* Kutipan Halaman *
================

Dua Hakim Mahkamah Konstitusi Nilai Sudah Saatnya Hapus Presidential Threshold 20 persen!

author Seno

- Pewarta

Kamis, 24 Feb 2022 23:27 WIB

Dua Hakim Mahkamah Konstitusi Nilai Sudah Saatnya Hapus Presidential Threshold 20 persen!

i

images - 2022-02-24T162434.617

Optika.id - Dua hakim Mahkamah Konstitusi (MK), Saldi Isra dan Suhartoyo, menilai sudah saatnya menghapus presidential threshold 20 persen. Namun suara keduanya kalah dengan suara mayoritas hakim konstitusi sehingga ambang batas 20 persen masih berlaku.

"Sulit diterima penalaran yang wajar apabila Mahkamah justru membiarkan adanya kebijakan pembelokan norma konstitusi dengan dalil open legal policy pembentuk undang-undang," ujar Suhartoyo dalam sidang terbuka, seperti dikutip Optika.id dari channel YouTube MK, Kamis (24/2/2022).

================

* Soal dan Tugas *
a – Menurut berita tentang presidential threshold, siapa dua hakim Mahkamah Konstitusi yang menilai ambang batas 20 persen sudah saatnya dihapus?
b – Teruskan berita tentang presidential threshold mulai dari bagian akhirnya.

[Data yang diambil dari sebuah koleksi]
================

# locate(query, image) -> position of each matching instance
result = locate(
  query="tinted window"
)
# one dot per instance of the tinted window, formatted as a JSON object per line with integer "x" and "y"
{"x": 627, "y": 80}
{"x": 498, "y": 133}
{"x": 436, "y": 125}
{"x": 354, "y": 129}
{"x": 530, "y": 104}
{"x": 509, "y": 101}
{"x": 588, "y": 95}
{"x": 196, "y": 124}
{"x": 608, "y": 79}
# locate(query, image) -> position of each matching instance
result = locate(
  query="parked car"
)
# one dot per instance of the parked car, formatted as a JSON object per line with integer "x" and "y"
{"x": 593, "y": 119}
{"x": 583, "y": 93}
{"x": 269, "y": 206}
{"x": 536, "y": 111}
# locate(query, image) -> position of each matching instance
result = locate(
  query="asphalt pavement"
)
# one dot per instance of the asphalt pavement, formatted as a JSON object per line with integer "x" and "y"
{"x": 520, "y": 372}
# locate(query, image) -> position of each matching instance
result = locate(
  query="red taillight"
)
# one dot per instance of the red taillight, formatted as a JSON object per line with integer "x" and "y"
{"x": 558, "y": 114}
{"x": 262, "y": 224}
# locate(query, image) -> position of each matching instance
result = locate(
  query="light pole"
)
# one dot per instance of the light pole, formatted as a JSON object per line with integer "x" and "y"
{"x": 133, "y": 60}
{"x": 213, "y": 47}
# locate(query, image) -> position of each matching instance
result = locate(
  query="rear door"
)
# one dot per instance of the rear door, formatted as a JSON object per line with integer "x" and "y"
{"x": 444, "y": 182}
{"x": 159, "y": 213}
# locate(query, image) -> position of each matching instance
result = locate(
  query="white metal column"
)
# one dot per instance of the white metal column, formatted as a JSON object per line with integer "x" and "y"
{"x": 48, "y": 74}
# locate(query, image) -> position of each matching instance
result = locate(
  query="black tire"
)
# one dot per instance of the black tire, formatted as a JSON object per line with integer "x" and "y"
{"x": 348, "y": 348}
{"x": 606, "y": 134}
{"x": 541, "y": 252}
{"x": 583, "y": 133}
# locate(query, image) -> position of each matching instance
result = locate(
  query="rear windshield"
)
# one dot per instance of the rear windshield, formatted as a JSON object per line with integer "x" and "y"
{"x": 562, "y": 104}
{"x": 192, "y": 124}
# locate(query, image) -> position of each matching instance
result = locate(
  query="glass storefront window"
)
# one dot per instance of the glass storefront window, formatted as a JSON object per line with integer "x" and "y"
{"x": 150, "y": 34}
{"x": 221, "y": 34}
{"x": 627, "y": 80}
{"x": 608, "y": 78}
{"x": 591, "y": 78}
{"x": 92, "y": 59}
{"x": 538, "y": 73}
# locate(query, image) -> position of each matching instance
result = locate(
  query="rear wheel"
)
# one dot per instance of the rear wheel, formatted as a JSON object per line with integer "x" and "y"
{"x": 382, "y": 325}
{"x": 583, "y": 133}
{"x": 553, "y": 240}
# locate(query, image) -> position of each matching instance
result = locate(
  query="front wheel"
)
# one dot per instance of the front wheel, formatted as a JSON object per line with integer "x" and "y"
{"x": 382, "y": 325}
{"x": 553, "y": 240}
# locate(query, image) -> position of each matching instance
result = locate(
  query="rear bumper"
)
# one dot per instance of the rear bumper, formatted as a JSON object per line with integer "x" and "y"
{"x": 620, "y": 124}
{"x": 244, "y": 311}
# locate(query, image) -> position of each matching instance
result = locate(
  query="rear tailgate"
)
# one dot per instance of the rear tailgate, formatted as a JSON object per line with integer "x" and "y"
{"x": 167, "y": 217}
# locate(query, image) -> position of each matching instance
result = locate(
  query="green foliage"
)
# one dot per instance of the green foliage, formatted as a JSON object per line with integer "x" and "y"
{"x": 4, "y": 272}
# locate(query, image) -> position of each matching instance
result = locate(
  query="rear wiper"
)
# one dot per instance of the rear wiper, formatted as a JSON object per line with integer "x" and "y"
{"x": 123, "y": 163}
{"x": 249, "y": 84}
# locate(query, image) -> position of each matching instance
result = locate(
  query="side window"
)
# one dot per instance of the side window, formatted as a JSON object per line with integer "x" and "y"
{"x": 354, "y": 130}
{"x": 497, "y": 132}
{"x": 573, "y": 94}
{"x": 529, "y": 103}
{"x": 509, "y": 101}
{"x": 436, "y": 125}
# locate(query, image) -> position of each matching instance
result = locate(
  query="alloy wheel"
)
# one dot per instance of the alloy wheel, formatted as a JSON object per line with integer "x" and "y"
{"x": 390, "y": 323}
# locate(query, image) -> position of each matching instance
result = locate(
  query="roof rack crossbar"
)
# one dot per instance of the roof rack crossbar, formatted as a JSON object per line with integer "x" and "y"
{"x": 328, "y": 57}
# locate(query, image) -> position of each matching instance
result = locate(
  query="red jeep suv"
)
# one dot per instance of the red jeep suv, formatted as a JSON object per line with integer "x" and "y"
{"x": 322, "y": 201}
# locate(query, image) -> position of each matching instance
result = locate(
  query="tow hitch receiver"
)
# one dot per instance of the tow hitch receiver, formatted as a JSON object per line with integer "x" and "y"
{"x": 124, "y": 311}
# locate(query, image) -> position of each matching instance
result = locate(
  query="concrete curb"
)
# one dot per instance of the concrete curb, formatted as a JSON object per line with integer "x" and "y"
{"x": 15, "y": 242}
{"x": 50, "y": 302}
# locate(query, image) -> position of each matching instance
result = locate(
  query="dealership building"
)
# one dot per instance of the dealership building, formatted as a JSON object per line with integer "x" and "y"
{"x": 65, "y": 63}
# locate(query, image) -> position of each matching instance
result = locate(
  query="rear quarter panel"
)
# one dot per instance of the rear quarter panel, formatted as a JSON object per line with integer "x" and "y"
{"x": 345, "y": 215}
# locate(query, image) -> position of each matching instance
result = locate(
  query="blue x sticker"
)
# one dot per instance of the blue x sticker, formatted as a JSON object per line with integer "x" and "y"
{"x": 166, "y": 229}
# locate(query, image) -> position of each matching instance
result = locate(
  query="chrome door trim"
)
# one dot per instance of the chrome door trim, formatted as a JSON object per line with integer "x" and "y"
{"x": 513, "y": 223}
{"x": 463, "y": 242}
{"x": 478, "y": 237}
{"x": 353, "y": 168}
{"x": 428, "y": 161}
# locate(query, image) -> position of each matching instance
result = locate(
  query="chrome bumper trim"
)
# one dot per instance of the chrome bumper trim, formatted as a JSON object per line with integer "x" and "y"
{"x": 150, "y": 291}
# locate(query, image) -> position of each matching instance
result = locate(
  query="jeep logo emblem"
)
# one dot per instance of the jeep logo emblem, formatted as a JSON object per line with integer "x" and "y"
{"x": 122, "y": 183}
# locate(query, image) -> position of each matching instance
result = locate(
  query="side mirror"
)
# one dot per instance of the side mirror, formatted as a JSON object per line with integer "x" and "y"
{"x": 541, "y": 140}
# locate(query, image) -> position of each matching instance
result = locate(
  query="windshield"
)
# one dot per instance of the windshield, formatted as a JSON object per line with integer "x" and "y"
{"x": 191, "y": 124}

================

* Jawaban Latihan *
a – Saldi Isra dan Suhartoyo.

b –
Baca Juga: Megawati Respon MK: Ternyata Hakim Masih Punya Hati Nurani dan Keberanian!

Menurut Saldi Isra dan Suhartoyo, dengan pemilu serentak, rezim ambang batas menggunakan hasil pemilu anggota DPR menjadi kehilangan relevansinya dan mempertahankannya berarti bertahan memelihara sesuatu yang inkonstitusional. Tambah lagi, apabila diletakkan dalam desain sistem pemerintahan, mempergunakan hasil pemilu anggota legislatif sebagai persyaratan dalam mengisi posisi eksekutif tertinggi (chief executive atau Presiden) jelas merusak logika sistem pemerintahan presidensial.

"Dalam sistem presidensial, melalui pemilu langsung, mandat rakyat diberikan secara terpisah masing-masing kepada pemegang kekuasaan legislatif dan kepada pemegang kekuasaan eksekutif (Presiden). Karena sama-sama berasal dari pemilihan langsung, mandat yang diberikan kepada pemegang kekuasaan legislatif belum tentu sama, bahkan sejumlah fakta empirik membuktikan acapkali berbeda, dengan mandat yang diberikan kepada pemegang kekuasaan eksekutif," tutur Suhartoyo-Saldi Isra.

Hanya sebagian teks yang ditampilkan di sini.